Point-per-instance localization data
========================================================================

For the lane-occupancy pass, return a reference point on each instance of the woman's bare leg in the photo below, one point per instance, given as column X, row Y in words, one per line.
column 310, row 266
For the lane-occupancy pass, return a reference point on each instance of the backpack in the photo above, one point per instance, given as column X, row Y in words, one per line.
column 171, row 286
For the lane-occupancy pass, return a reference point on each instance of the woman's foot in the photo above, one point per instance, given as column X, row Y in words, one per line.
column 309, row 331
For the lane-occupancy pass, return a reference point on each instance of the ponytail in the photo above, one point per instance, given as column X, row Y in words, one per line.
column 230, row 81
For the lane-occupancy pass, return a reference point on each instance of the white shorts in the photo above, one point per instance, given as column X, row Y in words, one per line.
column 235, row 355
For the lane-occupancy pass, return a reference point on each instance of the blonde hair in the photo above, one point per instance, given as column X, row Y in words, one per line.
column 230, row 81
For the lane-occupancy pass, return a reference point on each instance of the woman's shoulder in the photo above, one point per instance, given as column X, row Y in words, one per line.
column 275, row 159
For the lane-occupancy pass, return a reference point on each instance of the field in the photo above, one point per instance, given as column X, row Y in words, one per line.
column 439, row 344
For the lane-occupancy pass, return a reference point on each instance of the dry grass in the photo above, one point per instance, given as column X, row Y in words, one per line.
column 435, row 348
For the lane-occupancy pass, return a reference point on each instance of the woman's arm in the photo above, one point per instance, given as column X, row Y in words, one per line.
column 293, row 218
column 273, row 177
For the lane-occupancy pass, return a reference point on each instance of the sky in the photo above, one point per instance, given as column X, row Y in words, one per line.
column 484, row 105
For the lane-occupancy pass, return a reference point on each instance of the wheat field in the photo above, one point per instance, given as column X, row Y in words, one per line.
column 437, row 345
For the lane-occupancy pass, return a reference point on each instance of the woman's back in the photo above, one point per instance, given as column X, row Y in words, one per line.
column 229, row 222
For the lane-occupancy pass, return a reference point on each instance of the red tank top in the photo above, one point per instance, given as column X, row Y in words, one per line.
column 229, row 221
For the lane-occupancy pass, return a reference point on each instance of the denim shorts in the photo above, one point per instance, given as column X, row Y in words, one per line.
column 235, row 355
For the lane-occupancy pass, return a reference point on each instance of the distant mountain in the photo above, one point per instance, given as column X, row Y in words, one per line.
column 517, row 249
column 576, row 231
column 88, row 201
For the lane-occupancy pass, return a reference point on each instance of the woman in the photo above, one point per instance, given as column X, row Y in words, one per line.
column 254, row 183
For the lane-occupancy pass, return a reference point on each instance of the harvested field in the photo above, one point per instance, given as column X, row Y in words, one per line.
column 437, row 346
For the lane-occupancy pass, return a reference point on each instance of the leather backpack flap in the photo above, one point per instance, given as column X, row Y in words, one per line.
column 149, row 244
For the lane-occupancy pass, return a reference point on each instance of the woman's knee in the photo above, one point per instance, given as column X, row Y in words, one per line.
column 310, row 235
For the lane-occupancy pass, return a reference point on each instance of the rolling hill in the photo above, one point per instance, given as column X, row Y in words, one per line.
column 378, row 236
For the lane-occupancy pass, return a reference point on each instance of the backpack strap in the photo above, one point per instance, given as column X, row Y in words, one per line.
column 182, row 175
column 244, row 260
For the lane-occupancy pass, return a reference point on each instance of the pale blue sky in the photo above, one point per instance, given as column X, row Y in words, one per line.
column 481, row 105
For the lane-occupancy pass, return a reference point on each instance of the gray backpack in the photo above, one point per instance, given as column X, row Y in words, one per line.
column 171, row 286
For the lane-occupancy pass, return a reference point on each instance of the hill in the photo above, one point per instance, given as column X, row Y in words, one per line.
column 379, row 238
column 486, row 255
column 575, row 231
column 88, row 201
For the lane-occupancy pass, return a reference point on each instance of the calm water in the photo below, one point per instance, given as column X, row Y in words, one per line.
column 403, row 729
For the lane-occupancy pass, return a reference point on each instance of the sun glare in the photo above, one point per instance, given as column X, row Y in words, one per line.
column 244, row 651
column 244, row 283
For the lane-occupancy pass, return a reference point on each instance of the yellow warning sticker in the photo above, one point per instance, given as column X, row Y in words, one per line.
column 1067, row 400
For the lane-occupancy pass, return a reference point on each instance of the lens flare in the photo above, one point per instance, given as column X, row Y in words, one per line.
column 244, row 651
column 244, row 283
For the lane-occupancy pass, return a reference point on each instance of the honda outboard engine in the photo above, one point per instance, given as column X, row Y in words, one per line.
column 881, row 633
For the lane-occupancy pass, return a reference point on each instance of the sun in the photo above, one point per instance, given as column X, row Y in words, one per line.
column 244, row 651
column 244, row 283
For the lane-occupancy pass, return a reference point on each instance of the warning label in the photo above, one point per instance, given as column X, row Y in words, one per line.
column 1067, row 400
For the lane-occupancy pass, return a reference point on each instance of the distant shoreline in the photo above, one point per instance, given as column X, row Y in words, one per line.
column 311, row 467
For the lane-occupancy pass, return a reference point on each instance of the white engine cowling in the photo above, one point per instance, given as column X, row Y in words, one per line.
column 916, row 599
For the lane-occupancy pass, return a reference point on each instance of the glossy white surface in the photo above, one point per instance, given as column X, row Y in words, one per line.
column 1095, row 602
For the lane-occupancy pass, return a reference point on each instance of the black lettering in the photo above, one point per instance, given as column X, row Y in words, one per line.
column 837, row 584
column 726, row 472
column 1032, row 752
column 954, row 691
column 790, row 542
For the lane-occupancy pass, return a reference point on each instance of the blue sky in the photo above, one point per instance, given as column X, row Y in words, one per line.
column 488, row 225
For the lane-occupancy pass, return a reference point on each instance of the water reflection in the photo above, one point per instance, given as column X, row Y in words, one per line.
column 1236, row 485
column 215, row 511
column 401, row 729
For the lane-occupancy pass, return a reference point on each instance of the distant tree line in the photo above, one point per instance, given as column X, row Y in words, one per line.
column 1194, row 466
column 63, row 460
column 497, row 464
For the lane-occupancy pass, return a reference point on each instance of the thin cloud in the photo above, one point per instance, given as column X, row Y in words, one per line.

========================================================================

## Problem to work on:
All of the entries above should be written out verbatim.

## Reply:
For the lane-occupancy pass, return a reference point on each instance of the woman's bare leg in the photo below, one point per instance, given as column X, row Y in words, one per line.
column 310, row 266
For the lane-occupancy pass, return a reference point on each instance of the backpack in the photo above, one point per instance, given as column X, row Y in words, one per line.
column 171, row 286
For the lane-occupancy pass, return a reference point on each instance of the woman's foot in the photo above, one point per instance, given as column X, row Y in words, one per line.
column 309, row 331
For the lane-occupancy pass, return a reference point on each instance of the ponytail in the photo above, one point per instance, given as column X, row Y in words, one per line.
column 230, row 81
For the lane-occupancy pass, return a reference point on each instance of the white shorts in the photo above, one point per instance, given as column X, row Y in words, one per line.
column 235, row 355
For the lane-occupancy pass, return a reference point on each instance of the blonde hair in the photo above, one point per instance, given as column X, row Y in words, one per line.
column 230, row 81
For the lane-occupancy pass, return a reference point on each instance of the woman's shoulder in the photo above, one point per instance, given as column X, row Y in words, one per line.
column 275, row 159
For the lane-occupancy pass, return a reference point on each instance of the field in the photo above, one point per instance, given as column X, row Y in words, one per line.
column 439, row 344
For the lane-occupancy pass, return a reference point on each instance of the dry grass in the photo above, one point per instance, given as column X, row Y in words, one per line.
column 435, row 348
For the lane-occupancy pass, return a reference point on each instance of the woman's arm in the photo above, one point per instance, given as column X, row Y in words, one per line.
column 293, row 218
column 273, row 177
For the lane-occupancy pass, return a reference point on each instance of the sky in the photo above, one point per instance, given as column X, row Y in words, one per line.
column 484, row 105
For the lane-occupancy pass, return a reference point on each instance of the wheat field in the photo above, one point per instance, given as column X, row Y in words, one per line.
column 437, row 345
For the lane-occupancy pass, return a reference point on each instance of the woman's back in the photo above, one point per instance, given as column X, row Y in words, one per line.
column 229, row 222
For the lane-occupancy pass, return a reference point on each instance of the red tank top in the photo above, one point per instance, given as column X, row Y in words, one per line.
column 229, row 221
For the lane-occupancy pass, return a reference point on each instance of the denim shorts in the photo above, one point per instance, given as column X, row Y in words, one per line.
column 235, row 355
For the lane-occupancy pass, return a reference point on each instance of the distant mountain in the photo above, one point per instance, given as column X, row Y in words, one per line.
column 517, row 249
column 576, row 231
column 88, row 201
For the lane-occupancy pass, return a reference point on each instance of the woman in the photo above, one point per instance, given as column X, row Y in words, one per line.
column 254, row 183
For the lane-occupancy pass, return a reference point on each instance of the harvested field in the photo above, one point per instance, given as column X, row Y in words, one per line.
column 437, row 346
For the lane-occupancy pass, return a reference point on each instance of the leather backpack flap in the photo above, one point per instance, given as column X, row Y in words, one per line.
column 149, row 244
For the lane-occupancy pass, return a reference point on each instance of the woman's knee in the photo above, one point per instance, given as column X, row Y in words, one per line.
column 310, row 235
For the lane-occupancy pass, return a reference point on each instance of the rolling hill in the photo above, one point per instance, given as column X, row Y in words, one per line.
column 378, row 236
For the lane-occupancy pass, return a reference point on each instance of the backpack strap in the photo above, one point per instance, given as column X, row Y in words, one per line.
column 182, row 175
column 244, row 260
For the lane-occupancy pass, return a reference point on each instance of the pale blue sky in the photo above, one point per instance, given as column X, row Y in words, one per line.
column 481, row 105
For the lane-occupancy pass, return a reference point on each instance of the gray backpack in the photo above, one point per instance, given as column X, row Y in words, one per line.
column 171, row 286
For the lane-occupancy pass, return a reference point on each instance of the hill in the photo above, one point per instance, given as column X, row Y in words, one per line.
column 379, row 238
column 486, row 255
column 575, row 231
column 88, row 201
For the lane-occupancy pass, return a reference point on each instance of the calm water in the photo below, one point per instance, given as column X, row Y in words, one per line.
column 403, row 729
For the lane-occupancy pass, return a reference point on each instance of the sun glare in the photo above, one point per instance, given as column X, row Y in words, one per line.
column 244, row 651
column 244, row 283
For the lane-occupancy pass, return a reference point on each instance of the yellow warning sticker in the photo above, one point per instance, given as column X, row Y in words, one per line.
column 1067, row 400
For the lane-occupancy pass, return a reference point on each instance of the lens flare in the photo above, one point per instance, given as column X, row Y in words, one per line.
column 244, row 651
column 244, row 283
For the lane-occupancy pass, return a reference point on each instance of the honda outboard engine in the photo above, one point per instance, given as column X, row Y in words, one per line.
column 881, row 633
For the lane-occupancy pass, return a reference point on each instance of the sun in the photo above, one point per instance, given as column X, row Y in words, one per line.
column 244, row 651
column 244, row 283
For the lane-occupancy pass, return a reference point on each instance of the warning label in the photo above, one point per instance, given as column X, row Y in words, one per line.
column 1067, row 400
For the lane-occupancy pass, return a reference point on each instance of the distant shoreline in the photo above, one point per instance, given as column X, row Y in words, one per line.
column 311, row 467
For the lane-occupancy pass, return a reference point on each instance of the white engine cowling in the photo above, one point per instance, given as column X, row Y in words, one per line.
column 916, row 599
For the lane-occupancy pass, return a reference point on each instance of the glossy white surface in the photo above, one point per instance, given as column X, row Y in words, one per line.
column 1095, row 602
For the lane-occupancy pass, return a reference point on each instance of the black lettering in the photo above, one point per instance, given as column X, row Y in words, one per line.
column 837, row 584
column 726, row 472
column 1032, row 752
column 954, row 691
column 790, row 542
For the lane-occupancy pass, return a reference point on each instance of the blue sky in the photo above, one point per instance, given as column X, row Y in words, one per line.
column 488, row 225
For the lane-occupancy pass, return a reference point on each instance of the water reflection in the photo above, one point per instance, given as column X, row Y in words, one per line.
column 1236, row 485
column 215, row 511
column 401, row 729
For the lane-occupancy pass, return a reference point on each instance of the distant tree line in the photo above, one point per instance, given as column X, row Y in words, one per line.
column 1194, row 466
column 63, row 460
column 497, row 464
For the lane-occupancy pass, return a reference point on each instance of the thin cloud in the photo above, one point per instance, given as column X, row Y in words, one per line.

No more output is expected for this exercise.